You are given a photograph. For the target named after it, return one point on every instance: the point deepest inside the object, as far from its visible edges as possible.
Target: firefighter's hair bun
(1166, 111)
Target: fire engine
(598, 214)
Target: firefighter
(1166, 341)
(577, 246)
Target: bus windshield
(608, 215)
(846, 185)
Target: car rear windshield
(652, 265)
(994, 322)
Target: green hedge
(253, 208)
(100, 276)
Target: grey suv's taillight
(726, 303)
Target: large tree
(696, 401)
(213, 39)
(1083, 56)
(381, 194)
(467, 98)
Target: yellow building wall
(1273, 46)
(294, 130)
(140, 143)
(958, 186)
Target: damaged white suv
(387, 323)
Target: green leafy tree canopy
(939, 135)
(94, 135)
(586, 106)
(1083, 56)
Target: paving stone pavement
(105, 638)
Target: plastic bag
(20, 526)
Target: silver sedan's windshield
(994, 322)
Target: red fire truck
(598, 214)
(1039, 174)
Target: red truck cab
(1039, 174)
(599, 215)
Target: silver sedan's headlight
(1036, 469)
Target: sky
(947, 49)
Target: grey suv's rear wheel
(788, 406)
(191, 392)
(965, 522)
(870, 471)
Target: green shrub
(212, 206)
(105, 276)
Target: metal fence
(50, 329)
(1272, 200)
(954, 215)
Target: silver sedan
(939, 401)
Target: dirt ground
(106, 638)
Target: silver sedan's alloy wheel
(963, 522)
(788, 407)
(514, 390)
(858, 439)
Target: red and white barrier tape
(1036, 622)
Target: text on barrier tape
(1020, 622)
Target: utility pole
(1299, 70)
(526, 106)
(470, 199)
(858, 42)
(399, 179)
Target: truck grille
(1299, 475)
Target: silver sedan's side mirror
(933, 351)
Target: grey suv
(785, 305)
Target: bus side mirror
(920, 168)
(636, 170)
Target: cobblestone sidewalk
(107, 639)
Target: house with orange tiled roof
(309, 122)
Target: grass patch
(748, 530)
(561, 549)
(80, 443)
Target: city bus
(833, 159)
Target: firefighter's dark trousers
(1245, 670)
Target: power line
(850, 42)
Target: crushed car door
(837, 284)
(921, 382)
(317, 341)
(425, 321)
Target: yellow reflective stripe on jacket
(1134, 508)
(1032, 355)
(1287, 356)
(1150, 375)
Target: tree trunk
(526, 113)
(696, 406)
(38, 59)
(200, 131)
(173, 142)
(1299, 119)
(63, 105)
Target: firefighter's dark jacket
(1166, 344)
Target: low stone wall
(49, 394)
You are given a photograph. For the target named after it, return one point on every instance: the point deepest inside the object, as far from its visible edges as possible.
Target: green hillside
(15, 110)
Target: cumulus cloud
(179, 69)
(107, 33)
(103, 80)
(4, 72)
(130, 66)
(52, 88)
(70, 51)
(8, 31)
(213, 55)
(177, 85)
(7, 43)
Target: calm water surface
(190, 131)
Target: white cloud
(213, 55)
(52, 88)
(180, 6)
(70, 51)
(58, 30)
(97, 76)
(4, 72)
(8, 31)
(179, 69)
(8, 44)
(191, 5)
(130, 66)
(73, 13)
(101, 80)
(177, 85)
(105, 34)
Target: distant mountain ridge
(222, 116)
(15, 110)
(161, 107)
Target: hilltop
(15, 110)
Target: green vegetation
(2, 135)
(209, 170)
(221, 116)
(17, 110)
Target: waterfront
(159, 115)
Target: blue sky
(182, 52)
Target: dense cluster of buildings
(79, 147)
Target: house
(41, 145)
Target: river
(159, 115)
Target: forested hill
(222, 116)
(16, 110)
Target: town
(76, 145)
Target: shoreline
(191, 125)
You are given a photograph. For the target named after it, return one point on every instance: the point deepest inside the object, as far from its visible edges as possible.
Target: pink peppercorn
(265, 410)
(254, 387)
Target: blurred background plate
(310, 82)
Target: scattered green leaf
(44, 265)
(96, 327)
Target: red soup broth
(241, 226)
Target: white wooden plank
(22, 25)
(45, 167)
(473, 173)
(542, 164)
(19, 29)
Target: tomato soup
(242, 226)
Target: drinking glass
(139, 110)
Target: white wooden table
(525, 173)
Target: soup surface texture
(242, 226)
◆ ◆ ◆ ◆ ◆
Set problem:
Copy the data again from the line containing "Target: white wooden table" through the end of the data, keeping every line, and increase each coordinate in the points by 43.

Result of this task:
Target: white wooden table
(568, 216)
Target: soup surface texture
(285, 269)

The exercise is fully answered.